Look through the records and copy each line with the string "shirt" in it.

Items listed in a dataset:
##############################

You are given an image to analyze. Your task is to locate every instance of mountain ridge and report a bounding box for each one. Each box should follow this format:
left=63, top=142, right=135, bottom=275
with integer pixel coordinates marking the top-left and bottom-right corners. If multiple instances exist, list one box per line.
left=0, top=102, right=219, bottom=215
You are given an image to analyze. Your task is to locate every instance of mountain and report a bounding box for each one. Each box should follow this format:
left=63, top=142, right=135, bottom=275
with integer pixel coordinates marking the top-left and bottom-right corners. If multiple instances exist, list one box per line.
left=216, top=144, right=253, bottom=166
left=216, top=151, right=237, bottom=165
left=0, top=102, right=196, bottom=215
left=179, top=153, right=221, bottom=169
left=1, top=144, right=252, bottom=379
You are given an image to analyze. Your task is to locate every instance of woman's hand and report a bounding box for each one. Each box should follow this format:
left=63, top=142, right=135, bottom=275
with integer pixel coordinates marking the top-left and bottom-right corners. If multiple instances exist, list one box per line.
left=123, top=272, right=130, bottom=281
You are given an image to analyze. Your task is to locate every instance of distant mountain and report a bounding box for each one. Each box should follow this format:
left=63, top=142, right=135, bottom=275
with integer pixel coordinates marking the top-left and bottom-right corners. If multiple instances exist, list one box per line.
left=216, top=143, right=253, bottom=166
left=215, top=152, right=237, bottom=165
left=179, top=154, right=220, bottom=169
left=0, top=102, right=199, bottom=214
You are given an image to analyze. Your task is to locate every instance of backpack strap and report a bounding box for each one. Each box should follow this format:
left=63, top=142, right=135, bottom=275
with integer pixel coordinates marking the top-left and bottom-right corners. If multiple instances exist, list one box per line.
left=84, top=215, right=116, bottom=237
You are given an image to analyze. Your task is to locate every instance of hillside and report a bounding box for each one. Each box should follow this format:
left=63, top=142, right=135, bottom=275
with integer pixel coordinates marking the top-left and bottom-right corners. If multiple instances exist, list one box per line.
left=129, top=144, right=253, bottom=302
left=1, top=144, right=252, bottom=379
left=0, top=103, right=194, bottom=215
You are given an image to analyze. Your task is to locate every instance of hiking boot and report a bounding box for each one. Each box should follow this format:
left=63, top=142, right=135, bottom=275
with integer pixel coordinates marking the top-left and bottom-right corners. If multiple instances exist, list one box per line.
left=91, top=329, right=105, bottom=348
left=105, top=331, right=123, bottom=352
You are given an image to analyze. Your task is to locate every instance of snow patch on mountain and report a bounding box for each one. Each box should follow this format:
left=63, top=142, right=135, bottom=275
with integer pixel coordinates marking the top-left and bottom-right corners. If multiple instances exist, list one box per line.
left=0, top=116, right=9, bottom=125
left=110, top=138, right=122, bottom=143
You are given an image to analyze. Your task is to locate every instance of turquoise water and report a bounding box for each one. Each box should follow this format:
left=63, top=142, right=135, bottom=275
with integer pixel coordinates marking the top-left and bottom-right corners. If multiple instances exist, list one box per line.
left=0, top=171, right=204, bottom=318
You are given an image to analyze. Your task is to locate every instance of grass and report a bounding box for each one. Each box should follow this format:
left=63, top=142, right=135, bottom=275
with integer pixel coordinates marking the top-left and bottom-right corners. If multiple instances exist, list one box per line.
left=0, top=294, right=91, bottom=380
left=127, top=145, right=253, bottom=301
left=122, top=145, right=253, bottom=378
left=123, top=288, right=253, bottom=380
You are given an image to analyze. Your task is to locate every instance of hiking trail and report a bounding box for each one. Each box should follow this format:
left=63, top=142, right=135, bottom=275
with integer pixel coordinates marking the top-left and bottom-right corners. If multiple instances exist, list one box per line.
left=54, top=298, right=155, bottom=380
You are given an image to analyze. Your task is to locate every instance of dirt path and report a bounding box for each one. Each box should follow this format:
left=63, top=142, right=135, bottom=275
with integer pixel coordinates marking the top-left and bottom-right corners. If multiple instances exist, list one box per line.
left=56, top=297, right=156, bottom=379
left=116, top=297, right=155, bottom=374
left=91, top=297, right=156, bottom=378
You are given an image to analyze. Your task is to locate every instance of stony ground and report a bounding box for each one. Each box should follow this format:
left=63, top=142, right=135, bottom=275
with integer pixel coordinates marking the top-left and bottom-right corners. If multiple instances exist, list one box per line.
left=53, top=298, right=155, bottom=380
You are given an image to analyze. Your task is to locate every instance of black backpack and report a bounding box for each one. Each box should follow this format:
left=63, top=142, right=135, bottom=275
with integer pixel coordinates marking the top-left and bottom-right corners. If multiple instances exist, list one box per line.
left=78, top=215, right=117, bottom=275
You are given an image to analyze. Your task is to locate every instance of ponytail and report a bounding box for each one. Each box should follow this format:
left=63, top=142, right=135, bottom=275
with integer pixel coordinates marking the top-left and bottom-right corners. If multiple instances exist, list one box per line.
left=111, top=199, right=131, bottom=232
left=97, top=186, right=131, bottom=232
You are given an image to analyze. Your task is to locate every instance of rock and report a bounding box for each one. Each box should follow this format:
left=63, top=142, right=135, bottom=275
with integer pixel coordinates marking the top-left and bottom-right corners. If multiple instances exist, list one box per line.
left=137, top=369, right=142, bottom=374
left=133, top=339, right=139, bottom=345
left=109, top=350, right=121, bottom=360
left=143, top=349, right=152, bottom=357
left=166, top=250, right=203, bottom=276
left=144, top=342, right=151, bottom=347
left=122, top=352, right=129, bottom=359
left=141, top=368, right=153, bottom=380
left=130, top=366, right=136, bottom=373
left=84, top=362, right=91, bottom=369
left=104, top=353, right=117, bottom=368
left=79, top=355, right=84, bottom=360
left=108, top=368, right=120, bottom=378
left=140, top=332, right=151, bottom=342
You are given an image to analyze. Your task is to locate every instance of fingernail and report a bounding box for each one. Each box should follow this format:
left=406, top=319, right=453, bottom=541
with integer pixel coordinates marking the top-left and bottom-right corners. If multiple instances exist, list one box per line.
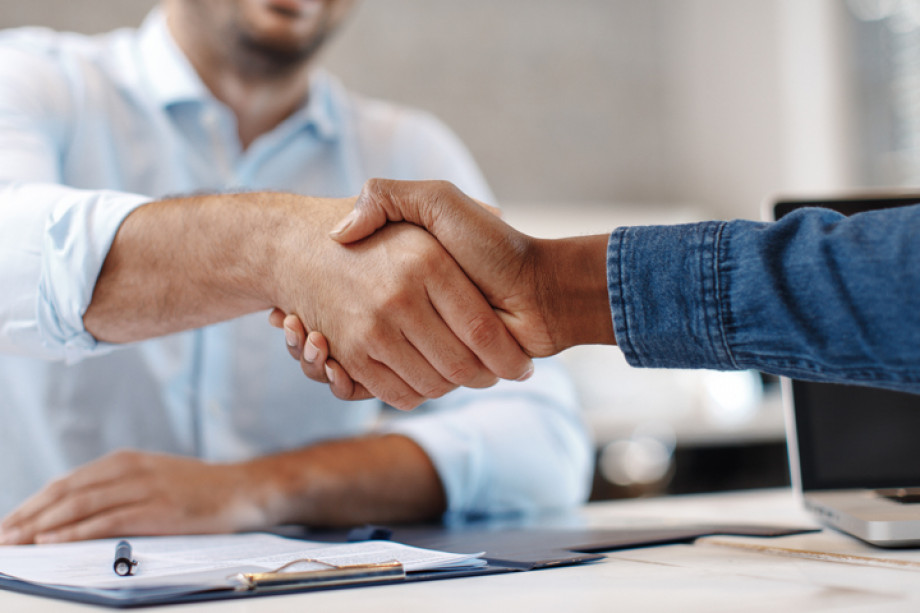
left=303, top=338, right=319, bottom=363
left=324, top=363, right=336, bottom=384
left=284, top=327, right=298, bottom=348
left=516, top=361, right=535, bottom=382
left=329, top=210, right=357, bottom=238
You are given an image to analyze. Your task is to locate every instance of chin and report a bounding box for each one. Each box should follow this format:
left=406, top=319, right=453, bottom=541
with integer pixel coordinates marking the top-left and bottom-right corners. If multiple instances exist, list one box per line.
left=230, top=0, right=343, bottom=72
left=244, top=0, right=327, bottom=44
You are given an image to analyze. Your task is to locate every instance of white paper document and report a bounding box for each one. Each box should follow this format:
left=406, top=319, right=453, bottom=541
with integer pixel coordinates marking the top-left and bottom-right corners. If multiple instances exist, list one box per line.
left=0, top=532, right=485, bottom=595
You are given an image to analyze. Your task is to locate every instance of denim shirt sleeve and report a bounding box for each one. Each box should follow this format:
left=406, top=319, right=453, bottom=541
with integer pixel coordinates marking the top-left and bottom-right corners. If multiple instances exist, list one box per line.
left=608, top=205, right=920, bottom=393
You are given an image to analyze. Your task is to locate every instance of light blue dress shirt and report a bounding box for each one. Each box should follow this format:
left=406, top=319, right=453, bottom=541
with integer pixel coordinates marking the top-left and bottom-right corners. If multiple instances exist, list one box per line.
left=0, top=11, right=591, bottom=517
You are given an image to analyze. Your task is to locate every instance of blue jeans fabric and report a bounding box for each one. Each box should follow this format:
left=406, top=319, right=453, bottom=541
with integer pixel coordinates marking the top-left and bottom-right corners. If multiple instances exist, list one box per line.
left=607, top=205, right=920, bottom=393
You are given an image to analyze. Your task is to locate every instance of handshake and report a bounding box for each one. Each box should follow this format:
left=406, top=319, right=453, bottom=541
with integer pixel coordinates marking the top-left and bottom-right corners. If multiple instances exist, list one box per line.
left=269, top=179, right=616, bottom=410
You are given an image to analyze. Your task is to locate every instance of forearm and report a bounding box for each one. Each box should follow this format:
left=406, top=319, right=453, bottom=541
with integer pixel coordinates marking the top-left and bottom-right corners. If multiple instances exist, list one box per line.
left=247, top=434, right=447, bottom=527
left=84, top=192, right=353, bottom=343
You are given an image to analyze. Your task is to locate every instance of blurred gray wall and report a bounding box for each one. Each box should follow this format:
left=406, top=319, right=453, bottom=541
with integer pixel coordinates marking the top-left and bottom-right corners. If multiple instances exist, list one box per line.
left=0, top=0, right=154, bottom=32
left=0, top=0, right=856, bottom=219
left=324, top=1, right=669, bottom=208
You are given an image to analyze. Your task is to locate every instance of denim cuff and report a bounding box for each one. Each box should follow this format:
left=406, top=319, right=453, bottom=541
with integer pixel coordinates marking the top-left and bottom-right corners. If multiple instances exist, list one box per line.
left=607, top=221, right=736, bottom=370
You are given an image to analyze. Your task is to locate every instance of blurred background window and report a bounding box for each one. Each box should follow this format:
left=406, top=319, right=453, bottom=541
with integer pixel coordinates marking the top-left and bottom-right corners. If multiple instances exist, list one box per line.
left=848, top=0, right=920, bottom=186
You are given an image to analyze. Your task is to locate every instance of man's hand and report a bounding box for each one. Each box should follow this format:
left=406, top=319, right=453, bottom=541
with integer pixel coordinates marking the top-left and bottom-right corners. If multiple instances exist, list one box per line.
left=0, top=435, right=446, bottom=544
left=275, top=219, right=536, bottom=409
left=83, top=192, right=534, bottom=411
left=0, top=451, right=269, bottom=544
left=330, top=181, right=560, bottom=357
left=331, top=180, right=615, bottom=356
left=271, top=179, right=615, bottom=400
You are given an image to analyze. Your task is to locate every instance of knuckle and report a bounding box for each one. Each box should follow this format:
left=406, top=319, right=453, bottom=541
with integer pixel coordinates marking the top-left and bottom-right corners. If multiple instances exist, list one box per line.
left=45, top=479, right=68, bottom=499
left=431, top=180, right=461, bottom=207
left=382, top=388, right=423, bottom=411
left=443, top=358, right=482, bottom=386
left=332, top=384, right=357, bottom=401
left=362, top=177, right=386, bottom=195
left=381, top=290, right=415, bottom=314
left=66, top=491, right=95, bottom=518
left=109, top=449, right=137, bottom=466
left=133, top=452, right=155, bottom=471
left=431, top=179, right=456, bottom=194
left=417, top=379, right=455, bottom=400
left=300, top=359, right=327, bottom=382
left=471, top=374, right=500, bottom=389
left=364, top=324, right=400, bottom=352
left=360, top=177, right=395, bottom=210
left=102, top=512, right=134, bottom=535
left=464, top=312, right=504, bottom=351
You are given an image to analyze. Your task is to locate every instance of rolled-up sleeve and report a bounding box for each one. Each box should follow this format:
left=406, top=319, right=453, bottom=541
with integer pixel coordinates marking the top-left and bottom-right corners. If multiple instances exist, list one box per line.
left=0, top=182, right=149, bottom=360
left=383, top=358, right=592, bottom=516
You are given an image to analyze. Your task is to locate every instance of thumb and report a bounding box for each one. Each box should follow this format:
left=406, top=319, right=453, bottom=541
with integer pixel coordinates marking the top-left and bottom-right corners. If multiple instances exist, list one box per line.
left=328, top=204, right=389, bottom=244
left=329, top=178, right=417, bottom=243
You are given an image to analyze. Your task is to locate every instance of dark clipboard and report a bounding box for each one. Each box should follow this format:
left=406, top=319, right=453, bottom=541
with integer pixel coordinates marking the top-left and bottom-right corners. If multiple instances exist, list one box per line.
left=0, top=559, right=518, bottom=608
left=0, top=521, right=814, bottom=608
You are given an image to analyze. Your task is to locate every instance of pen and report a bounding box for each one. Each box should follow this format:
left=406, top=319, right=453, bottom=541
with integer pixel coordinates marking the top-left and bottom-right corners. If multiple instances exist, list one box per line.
left=113, top=540, right=137, bottom=576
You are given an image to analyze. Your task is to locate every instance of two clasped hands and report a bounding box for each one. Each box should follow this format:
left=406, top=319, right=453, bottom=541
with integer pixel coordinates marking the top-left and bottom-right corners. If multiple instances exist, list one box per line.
left=271, top=178, right=616, bottom=410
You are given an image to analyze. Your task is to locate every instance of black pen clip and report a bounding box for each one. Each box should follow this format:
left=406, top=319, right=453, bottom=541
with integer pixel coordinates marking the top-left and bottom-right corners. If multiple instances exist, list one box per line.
left=114, top=540, right=138, bottom=576
left=114, top=557, right=137, bottom=576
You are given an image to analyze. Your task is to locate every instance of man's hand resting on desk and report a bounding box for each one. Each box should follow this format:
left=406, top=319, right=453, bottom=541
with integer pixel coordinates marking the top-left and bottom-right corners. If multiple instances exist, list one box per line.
left=271, top=179, right=615, bottom=401
left=0, top=435, right=447, bottom=544
left=0, top=451, right=263, bottom=544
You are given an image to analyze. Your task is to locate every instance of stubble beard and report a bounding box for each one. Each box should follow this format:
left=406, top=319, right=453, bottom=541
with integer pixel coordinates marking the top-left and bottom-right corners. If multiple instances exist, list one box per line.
left=231, top=15, right=335, bottom=80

##############################

Result of this exercise:
You are given an image to analyze. Your task is to locate every instance of denim shirt sleeve and report a bounding box for each one. Each box should follow this format:
You are given an image to analyze. Your task is to locate every instance of light blue dress shirt and report a bounding box for each one. Each box should follow this format:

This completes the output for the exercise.